SUPPLIED DATA ::
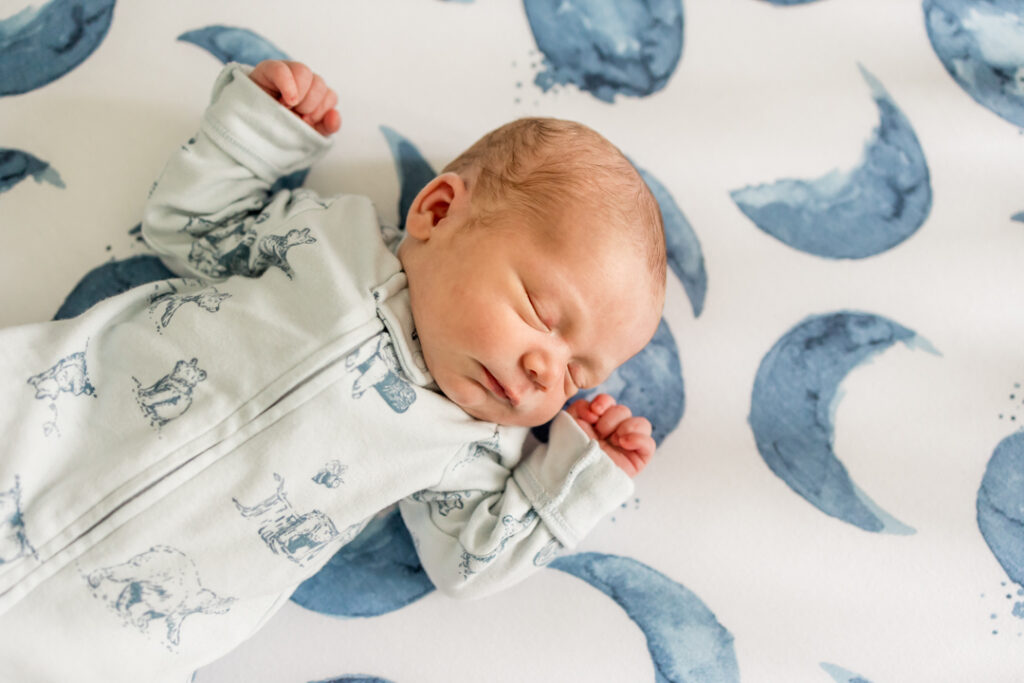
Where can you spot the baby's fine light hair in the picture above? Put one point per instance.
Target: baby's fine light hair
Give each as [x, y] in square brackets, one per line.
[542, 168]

...

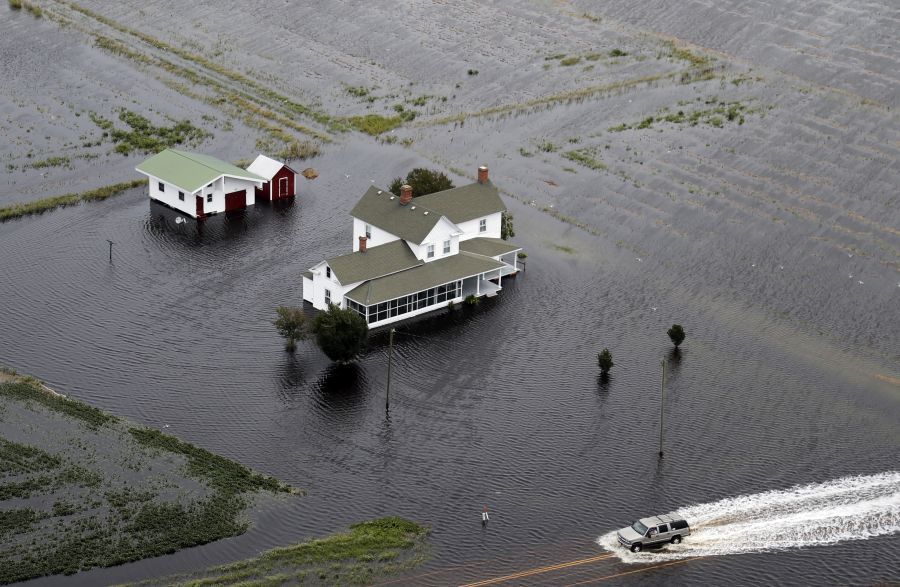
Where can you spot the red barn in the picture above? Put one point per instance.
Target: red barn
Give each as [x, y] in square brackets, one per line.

==

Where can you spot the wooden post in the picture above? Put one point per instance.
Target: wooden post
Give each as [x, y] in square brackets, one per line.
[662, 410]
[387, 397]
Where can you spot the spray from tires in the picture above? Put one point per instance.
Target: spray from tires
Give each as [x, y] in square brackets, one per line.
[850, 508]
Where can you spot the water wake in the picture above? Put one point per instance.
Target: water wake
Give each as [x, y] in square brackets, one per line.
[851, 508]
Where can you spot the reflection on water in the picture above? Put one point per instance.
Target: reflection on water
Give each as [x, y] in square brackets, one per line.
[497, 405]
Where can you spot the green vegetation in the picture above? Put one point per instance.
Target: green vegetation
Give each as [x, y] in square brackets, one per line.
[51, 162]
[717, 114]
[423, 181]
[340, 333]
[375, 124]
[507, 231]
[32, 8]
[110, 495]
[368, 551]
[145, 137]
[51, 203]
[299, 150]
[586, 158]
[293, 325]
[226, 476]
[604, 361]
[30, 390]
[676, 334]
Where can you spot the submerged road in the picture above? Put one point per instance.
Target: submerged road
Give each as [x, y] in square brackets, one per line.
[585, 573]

ACTIVITY ::
Search the entries above for the word "green", and copy every line where it occurs.

RESULT OF THE EXERCISE ::
Where can you spot the green vegetation in the picture above? Put one point per instance.
Target: green vegetation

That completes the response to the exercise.